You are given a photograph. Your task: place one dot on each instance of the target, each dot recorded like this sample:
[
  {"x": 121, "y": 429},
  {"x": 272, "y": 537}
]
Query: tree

- **PROBLEM DETAILS**:
Please print the data above line for line, changing nothing.

- **SOLUTION TO THE EXERCISE**:
You are given a photograph. Your task: place one dot on each instance of the target, each dot recorded like this sample:
[
  {"x": 121, "y": 429},
  {"x": 272, "y": 537}
]
Query: tree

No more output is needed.